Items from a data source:
--- START ---

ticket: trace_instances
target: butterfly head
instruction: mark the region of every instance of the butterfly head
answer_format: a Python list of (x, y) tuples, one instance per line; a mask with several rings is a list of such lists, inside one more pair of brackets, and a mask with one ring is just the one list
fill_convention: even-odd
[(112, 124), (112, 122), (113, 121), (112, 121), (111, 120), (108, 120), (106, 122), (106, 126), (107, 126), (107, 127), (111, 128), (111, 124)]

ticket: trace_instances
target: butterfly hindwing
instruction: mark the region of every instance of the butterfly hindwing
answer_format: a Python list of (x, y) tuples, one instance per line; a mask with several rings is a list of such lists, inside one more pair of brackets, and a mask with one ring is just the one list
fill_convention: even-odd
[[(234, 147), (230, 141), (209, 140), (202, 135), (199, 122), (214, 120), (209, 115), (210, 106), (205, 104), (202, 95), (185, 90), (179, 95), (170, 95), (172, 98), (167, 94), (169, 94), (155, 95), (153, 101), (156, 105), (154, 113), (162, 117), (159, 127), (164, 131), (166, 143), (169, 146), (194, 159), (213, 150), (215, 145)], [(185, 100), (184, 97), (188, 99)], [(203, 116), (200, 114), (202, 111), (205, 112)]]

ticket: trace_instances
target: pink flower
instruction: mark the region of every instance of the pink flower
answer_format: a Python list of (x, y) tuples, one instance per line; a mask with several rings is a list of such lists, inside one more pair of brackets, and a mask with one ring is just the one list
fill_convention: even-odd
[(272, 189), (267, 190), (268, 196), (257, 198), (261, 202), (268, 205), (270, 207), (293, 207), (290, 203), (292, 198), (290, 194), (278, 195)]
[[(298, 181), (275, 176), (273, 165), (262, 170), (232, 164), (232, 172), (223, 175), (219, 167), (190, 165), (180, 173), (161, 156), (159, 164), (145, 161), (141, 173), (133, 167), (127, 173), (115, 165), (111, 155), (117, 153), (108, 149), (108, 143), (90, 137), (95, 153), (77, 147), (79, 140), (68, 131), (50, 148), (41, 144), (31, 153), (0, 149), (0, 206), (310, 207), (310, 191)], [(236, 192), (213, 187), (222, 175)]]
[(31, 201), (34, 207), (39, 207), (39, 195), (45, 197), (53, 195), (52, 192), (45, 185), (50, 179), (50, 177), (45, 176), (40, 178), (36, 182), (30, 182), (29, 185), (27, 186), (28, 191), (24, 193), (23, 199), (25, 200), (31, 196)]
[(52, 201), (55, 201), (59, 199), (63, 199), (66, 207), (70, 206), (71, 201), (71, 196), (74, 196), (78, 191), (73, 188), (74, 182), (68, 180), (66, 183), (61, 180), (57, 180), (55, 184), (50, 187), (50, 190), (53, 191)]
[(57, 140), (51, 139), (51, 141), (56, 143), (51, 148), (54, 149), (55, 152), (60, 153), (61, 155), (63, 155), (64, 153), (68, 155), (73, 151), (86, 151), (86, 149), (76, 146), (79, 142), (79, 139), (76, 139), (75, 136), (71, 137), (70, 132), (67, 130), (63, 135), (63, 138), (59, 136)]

--- END ---

*WHAT YOU ARE ASKED TO DO*
Quote the rows above verbatim, from their first line through the line containing "128), (111, 124)]", with both ends included.

*REPLY*
ticket: trace_instances
target: butterfly head
instruction: mark the region of every instance of the butterfly head
answer_format: a Python list of (x, y) tuples, one instance per line; a mask with several rings is a list of such lists, inside one more pair of brackets, and a mask with one ring is just the one list
fill_convention: even-odd
[(112, 124), (112, 122), (113, 121), (112, 121), (111, 120), (108, 120), (106, 122), (106, 126), (107, 126), (107, 127), (111, 128), (111, 124)]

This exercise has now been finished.